TO DO:
Rewrite these lines with every instance of "blue sky" swapped for "clear sky", leaving everything else unchanged, and omit the pictures from your answer.
================================
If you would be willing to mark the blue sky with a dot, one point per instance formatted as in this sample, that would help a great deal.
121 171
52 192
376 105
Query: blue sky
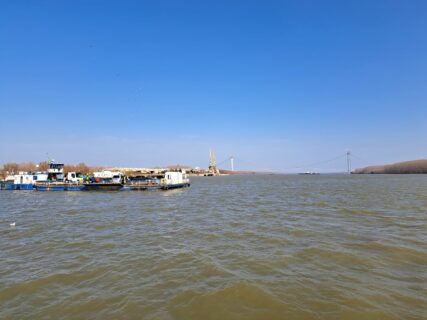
================================
WRITTEN SOLUTION:
If you would be willing to mark the clear sky with a dot, one point per instance formatted as in this sample, that would help a great deal.
121 171
52 192
376 105
Query: clear sky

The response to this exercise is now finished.